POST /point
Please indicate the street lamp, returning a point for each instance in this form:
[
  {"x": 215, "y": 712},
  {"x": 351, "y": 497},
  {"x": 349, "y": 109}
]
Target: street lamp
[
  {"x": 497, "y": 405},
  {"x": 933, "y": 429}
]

----------------------------------------

Brief: Please go through the data and copy each line containing the word "point".

Solution to the exercise:
POST /point
Please indicate the street lamp, returning a point for each instance in this form:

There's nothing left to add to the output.